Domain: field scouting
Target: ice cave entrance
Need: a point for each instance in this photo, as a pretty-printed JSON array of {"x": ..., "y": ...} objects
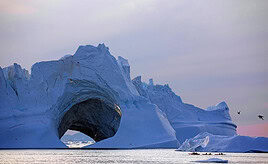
[{"x": 94, "y": 117}]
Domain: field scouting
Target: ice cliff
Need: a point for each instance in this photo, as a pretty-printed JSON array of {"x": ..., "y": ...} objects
[
  {"x": 92, "y": 92},
  {"x": 217, "y": 143}
]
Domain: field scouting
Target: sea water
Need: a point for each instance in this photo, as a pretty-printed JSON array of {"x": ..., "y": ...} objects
[{"x": 68, "y": 156}]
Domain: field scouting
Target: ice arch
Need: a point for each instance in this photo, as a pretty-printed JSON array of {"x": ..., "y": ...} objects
[
  {"x": 92, "y": 117},
  {"x": 93, "y": 110}
]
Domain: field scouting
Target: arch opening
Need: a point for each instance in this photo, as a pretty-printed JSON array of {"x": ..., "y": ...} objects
[
  {"x": 75, "y": 139},
  {"x": 93, "y": 117}
]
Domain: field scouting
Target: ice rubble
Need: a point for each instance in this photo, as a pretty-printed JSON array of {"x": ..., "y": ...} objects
[
  {"x": 207, "y": 142},
  {"x": 33, "y": 106}
]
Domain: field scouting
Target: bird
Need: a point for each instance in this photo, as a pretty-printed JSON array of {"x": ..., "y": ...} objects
[{"x": 261, "y": 117}]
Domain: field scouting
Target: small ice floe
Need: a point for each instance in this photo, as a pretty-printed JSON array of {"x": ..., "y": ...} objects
[{"x": 213, "y": 160}]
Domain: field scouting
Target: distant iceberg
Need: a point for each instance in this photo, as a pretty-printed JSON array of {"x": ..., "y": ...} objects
[{"x": 206, "y": 142}]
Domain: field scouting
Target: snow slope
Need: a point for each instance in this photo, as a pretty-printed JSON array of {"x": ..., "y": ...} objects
[
  {"x": 32, "y": 106},
  {"x": 217, "y": 143},
  {"x": 187, "y": 120}
]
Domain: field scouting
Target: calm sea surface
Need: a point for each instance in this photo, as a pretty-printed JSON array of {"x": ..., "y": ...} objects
[{"x": 120, "y": 156}]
○ ○ ○ ○
• INSTRUCTIONS FOR THE TASK
With "Target" as the string to match, show every line of the entries above that has it.

• TASK SOLUTION
Target: ice cave entrance
Target: ice cliff
Target: sea water
Target: ice arch
Target: arch opening
Target: ice rubble
Target: bird
Target: small ice floe
Target: distant iceberg
Target: snow slope
Target: calm sea surface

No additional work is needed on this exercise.